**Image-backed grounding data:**
=== Begin Enclosure ===

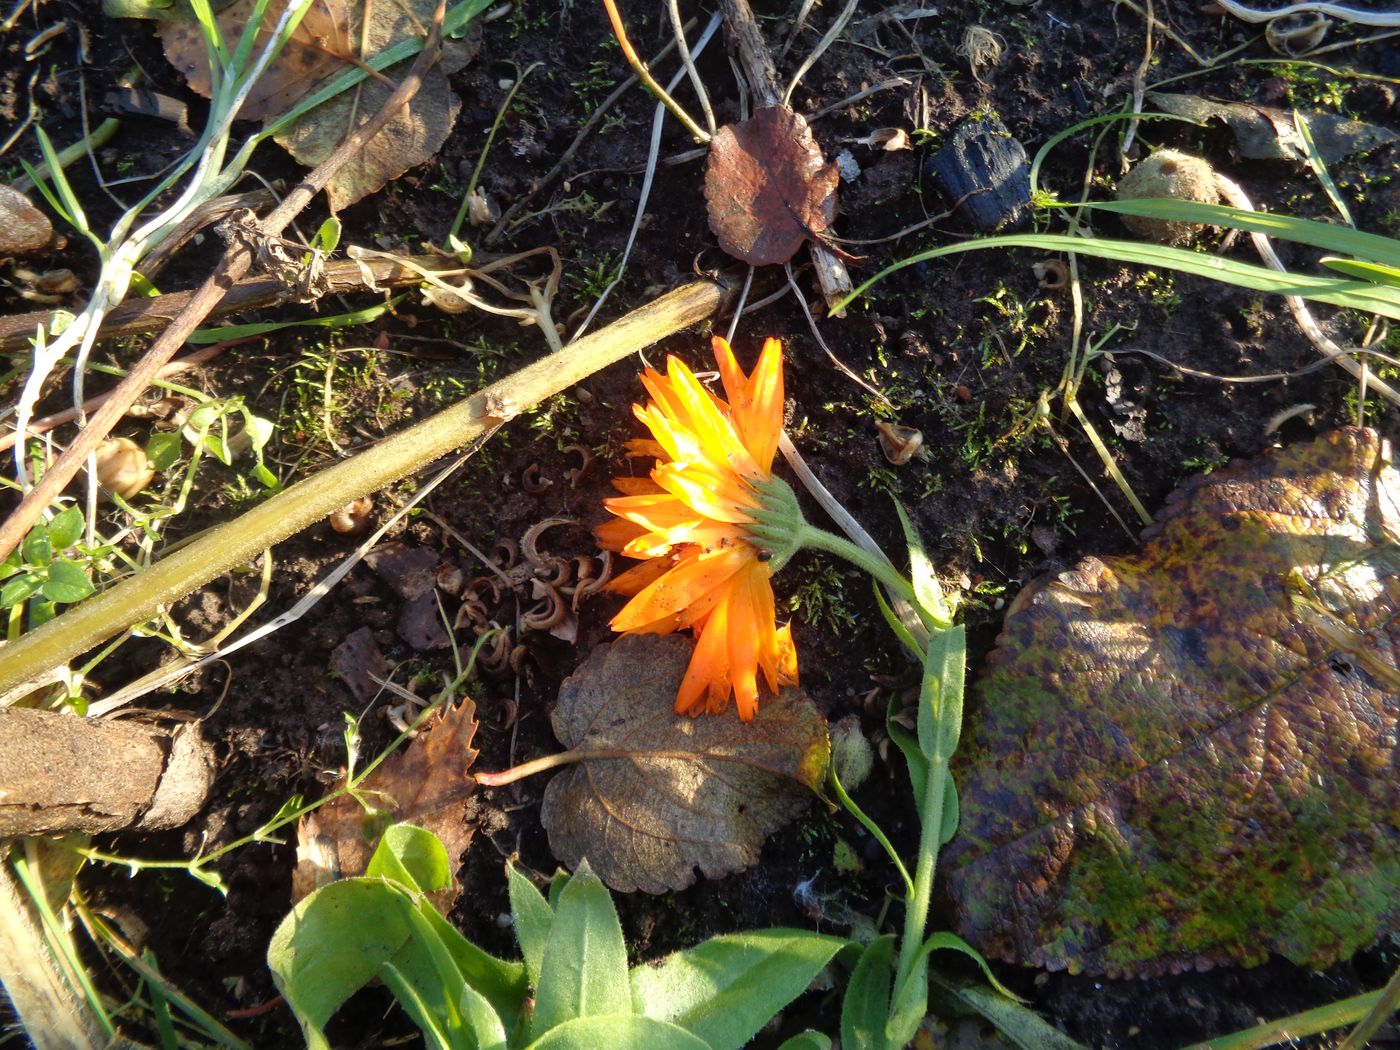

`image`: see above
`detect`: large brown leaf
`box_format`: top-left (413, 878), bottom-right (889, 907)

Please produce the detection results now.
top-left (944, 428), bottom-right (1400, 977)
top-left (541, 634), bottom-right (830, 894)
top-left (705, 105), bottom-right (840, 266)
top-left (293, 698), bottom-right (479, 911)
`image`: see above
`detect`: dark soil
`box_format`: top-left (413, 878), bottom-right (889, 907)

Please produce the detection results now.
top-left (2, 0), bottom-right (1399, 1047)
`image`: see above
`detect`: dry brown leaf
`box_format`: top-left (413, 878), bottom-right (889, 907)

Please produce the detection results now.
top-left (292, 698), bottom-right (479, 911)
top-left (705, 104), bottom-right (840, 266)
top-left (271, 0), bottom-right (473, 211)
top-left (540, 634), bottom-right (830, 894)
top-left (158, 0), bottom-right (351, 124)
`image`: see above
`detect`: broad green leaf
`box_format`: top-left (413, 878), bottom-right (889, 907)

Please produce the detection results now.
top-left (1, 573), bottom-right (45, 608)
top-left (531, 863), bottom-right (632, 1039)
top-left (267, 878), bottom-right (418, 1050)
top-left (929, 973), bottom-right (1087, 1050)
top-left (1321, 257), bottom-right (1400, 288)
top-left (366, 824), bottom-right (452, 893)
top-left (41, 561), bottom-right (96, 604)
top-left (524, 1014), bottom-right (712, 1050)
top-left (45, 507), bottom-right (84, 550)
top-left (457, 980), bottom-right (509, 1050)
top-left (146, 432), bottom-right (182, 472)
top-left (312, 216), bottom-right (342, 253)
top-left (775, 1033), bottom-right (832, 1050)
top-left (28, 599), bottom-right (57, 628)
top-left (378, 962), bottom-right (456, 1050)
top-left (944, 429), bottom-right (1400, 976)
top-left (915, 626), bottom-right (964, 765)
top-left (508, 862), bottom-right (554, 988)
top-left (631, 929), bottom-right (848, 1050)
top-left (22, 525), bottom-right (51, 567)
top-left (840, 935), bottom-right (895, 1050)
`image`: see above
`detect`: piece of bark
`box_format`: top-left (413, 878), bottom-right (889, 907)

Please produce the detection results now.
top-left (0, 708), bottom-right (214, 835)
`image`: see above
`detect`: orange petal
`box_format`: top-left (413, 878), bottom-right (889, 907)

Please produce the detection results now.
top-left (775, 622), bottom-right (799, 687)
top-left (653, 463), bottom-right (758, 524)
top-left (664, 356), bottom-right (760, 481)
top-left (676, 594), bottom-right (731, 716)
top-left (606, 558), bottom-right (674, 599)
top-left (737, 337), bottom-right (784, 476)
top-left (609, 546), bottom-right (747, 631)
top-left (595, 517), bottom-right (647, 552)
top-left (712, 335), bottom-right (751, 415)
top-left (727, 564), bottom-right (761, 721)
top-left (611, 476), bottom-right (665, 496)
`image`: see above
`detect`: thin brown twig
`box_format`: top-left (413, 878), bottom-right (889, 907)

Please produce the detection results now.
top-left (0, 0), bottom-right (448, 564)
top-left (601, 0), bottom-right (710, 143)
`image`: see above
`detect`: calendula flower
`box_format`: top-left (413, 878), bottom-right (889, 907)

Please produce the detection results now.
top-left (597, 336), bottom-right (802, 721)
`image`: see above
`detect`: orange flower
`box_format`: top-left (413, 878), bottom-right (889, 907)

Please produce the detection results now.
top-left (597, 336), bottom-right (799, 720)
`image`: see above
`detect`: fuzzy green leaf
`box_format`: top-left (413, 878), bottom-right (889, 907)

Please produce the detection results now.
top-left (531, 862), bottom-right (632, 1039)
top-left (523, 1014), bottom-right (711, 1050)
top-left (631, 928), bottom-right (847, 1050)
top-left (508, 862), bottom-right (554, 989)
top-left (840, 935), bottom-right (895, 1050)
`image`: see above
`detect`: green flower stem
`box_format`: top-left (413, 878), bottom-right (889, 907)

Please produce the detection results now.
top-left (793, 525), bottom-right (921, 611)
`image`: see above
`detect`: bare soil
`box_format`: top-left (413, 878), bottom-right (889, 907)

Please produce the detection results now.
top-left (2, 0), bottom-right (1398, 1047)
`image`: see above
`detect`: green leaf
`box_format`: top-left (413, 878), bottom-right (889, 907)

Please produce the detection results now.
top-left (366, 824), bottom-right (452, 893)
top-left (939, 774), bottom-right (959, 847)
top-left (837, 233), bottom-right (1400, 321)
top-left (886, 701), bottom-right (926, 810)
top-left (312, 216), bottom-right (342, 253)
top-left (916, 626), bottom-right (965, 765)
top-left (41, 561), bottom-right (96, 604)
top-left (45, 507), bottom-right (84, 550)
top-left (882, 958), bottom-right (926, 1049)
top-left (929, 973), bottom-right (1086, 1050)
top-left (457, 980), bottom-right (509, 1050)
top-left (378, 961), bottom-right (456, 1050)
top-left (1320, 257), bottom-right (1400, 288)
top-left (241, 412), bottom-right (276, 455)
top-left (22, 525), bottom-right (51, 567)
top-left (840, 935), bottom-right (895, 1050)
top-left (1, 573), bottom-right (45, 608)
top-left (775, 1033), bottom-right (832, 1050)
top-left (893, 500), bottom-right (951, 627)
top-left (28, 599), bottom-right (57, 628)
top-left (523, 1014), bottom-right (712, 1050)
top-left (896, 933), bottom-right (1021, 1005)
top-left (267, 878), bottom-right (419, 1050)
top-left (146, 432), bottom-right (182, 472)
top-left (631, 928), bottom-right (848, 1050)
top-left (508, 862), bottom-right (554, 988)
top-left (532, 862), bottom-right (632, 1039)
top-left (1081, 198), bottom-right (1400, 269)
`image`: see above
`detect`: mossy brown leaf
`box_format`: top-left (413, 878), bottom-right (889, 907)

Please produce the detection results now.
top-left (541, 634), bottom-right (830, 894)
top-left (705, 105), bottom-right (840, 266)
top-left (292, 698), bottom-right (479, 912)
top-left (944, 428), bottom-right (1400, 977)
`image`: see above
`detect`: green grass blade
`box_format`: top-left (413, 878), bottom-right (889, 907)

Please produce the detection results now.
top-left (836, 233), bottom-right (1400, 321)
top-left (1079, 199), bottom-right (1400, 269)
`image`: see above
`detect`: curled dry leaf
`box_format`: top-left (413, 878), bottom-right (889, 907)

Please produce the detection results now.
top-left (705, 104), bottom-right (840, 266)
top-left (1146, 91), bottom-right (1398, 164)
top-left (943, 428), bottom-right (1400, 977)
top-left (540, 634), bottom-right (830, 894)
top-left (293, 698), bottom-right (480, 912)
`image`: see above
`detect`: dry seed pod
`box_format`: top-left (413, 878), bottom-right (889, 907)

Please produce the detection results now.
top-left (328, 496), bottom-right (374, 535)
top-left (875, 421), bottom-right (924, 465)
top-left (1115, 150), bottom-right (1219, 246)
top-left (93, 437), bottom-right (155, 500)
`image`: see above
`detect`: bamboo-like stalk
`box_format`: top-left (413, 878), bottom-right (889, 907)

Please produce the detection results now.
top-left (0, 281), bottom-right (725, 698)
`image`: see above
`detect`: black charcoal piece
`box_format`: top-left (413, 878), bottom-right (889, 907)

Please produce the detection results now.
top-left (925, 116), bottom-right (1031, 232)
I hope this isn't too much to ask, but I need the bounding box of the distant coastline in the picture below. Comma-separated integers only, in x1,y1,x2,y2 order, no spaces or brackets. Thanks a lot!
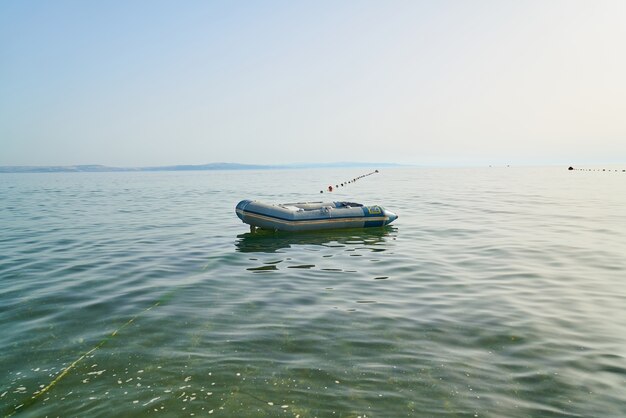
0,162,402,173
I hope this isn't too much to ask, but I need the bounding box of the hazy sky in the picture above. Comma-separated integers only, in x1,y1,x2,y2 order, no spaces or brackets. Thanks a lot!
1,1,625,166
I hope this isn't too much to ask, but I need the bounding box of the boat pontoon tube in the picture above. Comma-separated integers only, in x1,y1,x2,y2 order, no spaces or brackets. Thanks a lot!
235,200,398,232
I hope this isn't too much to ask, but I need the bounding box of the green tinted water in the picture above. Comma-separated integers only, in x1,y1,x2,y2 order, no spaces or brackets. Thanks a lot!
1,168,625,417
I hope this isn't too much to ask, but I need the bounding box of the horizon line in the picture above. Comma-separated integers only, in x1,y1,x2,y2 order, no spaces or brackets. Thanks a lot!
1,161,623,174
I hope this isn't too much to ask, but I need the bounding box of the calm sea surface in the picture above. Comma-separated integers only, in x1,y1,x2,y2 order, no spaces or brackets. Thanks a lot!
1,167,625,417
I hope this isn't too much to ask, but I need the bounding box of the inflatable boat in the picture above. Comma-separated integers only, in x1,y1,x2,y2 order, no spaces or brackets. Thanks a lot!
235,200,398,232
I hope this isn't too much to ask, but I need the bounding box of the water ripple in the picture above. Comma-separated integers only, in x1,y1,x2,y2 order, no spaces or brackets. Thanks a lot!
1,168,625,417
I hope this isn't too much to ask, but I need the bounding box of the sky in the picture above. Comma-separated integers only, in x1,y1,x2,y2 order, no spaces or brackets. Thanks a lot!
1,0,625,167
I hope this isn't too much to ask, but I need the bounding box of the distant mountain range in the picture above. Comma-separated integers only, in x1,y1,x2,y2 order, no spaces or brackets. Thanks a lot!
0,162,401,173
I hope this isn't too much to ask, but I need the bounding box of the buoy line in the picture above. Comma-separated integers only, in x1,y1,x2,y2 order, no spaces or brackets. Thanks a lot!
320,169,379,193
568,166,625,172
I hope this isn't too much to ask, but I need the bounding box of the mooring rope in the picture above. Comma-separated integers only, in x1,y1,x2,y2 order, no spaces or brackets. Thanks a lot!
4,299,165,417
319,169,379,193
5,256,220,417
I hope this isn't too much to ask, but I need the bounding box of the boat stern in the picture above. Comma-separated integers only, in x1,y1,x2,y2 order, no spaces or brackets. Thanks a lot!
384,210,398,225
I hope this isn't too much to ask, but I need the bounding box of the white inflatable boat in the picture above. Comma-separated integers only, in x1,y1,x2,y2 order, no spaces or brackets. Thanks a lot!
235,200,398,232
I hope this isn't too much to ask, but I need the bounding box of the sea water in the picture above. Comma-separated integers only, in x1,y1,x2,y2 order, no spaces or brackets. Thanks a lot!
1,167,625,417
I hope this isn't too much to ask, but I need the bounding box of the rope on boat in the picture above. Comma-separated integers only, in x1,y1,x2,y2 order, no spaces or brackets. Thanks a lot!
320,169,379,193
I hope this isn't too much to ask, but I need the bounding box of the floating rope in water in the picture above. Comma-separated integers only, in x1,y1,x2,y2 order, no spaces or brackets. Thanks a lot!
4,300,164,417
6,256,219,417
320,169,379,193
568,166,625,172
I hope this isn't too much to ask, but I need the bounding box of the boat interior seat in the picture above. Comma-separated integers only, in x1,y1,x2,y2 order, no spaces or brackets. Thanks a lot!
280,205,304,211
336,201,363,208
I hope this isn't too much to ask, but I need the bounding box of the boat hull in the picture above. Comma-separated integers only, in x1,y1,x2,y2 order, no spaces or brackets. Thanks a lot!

=== End Enclosure ===

Could you find each line in the entries that contains the string "orange" and copy it?

**Written solution:**
`detect`: orange petal
`detect`: orange flower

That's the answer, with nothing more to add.